== Segment start ==

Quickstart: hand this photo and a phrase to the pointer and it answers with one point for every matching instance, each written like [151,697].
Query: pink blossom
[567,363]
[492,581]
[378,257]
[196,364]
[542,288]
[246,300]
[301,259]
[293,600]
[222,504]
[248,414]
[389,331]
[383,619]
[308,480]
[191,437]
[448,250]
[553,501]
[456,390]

== Segment end ==

▸ **WORK INSTRUCTIONS**
Go through the material above and set each line down verbatim.

▸ **RESPONSE BELOW**
Quickstart: hand this photo and a phrase to the pointer and it answers with one point for every matching instance, each written like [151,697].
Query: pink blossom
[567,363]
[492,581]
[378,257]
[196,364]
[542,288]
[246,300]
[301,259]
[293,600]
[222,504]
[248,414]
[389,331]
[383,619]
[308,480]
[191,437]
[448,250]
[553,501]
[456,390]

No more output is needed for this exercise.